Source records:

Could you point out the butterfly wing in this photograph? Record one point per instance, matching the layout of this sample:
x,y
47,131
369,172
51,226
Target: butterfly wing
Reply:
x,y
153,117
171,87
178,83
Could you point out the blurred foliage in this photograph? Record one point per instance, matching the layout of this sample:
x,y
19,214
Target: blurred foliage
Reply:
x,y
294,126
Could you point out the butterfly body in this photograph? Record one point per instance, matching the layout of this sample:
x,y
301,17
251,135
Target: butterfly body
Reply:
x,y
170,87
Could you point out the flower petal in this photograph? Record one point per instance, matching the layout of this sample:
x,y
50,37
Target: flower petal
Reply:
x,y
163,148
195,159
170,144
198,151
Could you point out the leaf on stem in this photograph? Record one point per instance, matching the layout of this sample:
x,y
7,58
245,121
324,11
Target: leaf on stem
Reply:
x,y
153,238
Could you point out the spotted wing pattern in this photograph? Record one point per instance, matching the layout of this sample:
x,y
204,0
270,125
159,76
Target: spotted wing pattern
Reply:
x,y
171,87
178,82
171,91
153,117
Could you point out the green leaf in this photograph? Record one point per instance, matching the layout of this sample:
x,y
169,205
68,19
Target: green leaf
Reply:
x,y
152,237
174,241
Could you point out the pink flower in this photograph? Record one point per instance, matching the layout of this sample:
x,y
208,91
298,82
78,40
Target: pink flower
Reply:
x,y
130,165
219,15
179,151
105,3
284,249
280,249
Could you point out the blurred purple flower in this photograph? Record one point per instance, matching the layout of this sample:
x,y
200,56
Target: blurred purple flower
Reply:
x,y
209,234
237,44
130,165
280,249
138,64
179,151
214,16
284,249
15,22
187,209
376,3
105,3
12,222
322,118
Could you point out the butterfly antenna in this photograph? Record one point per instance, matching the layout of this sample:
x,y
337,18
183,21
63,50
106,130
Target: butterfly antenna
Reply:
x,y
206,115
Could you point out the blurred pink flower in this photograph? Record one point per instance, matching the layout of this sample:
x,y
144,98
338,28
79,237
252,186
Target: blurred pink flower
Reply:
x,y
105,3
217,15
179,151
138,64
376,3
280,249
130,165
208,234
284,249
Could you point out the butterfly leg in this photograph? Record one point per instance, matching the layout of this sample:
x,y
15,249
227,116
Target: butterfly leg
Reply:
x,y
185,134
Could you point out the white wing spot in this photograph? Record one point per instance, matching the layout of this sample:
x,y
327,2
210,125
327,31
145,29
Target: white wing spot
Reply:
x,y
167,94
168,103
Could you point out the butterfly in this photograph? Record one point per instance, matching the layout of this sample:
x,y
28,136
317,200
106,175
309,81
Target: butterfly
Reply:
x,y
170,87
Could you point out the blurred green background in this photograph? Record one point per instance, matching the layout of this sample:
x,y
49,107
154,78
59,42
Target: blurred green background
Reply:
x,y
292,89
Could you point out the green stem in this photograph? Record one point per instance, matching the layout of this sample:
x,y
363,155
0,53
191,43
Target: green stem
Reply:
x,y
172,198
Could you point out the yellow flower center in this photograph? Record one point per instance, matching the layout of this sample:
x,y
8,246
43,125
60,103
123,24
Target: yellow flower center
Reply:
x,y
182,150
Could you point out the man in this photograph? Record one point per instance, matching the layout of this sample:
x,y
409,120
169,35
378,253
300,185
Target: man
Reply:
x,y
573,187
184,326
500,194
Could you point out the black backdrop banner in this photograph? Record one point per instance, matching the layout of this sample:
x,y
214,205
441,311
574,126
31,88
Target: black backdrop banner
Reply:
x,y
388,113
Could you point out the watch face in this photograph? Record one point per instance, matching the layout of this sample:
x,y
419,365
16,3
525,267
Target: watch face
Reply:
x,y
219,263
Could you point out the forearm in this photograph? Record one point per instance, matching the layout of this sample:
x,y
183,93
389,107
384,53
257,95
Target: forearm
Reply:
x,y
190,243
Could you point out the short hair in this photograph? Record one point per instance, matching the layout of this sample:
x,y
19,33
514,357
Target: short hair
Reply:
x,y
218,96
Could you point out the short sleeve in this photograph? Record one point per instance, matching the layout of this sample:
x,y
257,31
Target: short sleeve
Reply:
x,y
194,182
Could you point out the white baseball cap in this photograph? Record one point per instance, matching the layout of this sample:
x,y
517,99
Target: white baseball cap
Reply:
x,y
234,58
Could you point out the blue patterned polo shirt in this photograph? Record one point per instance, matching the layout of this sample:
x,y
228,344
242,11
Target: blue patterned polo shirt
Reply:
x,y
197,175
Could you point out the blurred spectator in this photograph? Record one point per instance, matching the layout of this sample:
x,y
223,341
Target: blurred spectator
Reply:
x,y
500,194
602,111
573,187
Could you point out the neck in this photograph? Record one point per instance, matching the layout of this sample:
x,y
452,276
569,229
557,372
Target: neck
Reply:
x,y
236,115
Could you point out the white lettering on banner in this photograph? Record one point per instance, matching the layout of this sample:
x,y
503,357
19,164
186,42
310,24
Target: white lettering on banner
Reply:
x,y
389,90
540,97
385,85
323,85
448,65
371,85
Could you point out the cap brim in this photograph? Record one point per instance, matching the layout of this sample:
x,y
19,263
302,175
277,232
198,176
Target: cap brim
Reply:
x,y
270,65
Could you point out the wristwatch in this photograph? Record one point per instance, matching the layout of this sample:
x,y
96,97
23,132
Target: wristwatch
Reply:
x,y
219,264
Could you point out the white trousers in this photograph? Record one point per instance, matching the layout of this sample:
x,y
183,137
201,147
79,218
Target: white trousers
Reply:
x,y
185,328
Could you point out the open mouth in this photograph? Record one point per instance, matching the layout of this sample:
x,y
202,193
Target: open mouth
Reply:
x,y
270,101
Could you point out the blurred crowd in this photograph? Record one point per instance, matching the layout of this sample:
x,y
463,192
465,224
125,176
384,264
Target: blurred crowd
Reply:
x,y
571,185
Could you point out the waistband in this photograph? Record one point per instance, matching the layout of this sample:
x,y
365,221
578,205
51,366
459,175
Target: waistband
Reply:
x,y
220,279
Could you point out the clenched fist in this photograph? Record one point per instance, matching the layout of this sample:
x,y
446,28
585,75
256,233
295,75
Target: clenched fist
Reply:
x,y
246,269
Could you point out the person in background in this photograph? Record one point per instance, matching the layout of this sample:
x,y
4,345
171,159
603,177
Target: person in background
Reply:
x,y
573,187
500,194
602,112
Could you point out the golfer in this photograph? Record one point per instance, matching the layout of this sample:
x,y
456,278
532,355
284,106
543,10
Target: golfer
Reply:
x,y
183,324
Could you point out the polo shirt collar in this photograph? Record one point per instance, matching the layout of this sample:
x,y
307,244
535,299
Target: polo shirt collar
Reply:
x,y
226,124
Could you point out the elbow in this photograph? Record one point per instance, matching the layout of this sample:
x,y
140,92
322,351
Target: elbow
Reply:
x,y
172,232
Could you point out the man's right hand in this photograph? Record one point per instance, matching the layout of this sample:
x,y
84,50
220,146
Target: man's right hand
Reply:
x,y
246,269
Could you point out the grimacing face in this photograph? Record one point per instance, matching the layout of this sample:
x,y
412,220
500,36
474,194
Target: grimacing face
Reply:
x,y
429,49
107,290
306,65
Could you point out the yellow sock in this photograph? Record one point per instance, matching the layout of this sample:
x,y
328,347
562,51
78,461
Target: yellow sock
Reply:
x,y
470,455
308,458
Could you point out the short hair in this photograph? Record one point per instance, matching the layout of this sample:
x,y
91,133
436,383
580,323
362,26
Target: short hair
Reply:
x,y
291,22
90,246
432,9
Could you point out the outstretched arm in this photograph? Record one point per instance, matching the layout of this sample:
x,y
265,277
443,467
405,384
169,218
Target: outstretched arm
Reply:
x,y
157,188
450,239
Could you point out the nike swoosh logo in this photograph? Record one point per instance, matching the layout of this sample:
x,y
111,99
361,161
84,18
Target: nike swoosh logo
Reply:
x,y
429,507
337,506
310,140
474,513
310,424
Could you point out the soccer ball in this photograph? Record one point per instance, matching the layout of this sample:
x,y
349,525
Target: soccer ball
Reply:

PROMPT: Extract, exactly as they appear, the lines from the one containing "Could you point out the outstretched" through the final line.

FINAL RESULT:
Could you point out the outstretched arm in this photograph? Record one point per instance, matching the layout of this sample:
x,y
265,277
443,467
405,384
169,218
Target: outstretched arm
Reply:
x,y
157,188
450,239
Could you point out the nike swoosh logo in this photograph? Record one point per instance, matching the layout of this sample:
x,y
111,99
361,161
84,18
Target: nike swoosh logo
Reply:
x,y
429,507
337,506
310,140
474,513
310,424
Could you point out the soccer ball in this photograph? Record one point per instance, matching the layout of this sample:
x,y
349,525
Target: soccer ball
Reply:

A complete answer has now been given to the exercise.